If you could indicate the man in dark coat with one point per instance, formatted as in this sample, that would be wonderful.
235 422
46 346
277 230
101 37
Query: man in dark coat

════════════════

> _YOUR OBJECTIVE_
Please format the rows above as a JSON list of strings, with one string per line and any blank lines left out.

> _TASK SOLUTION_
[
  "If you could indicate the man in dark coat with one point per instance, formatted as in this sample, that would be wonderful.",
  "235 422",
  "46 346",
  "277 230",
  "101 37",
  "Query: man in dark coat"
]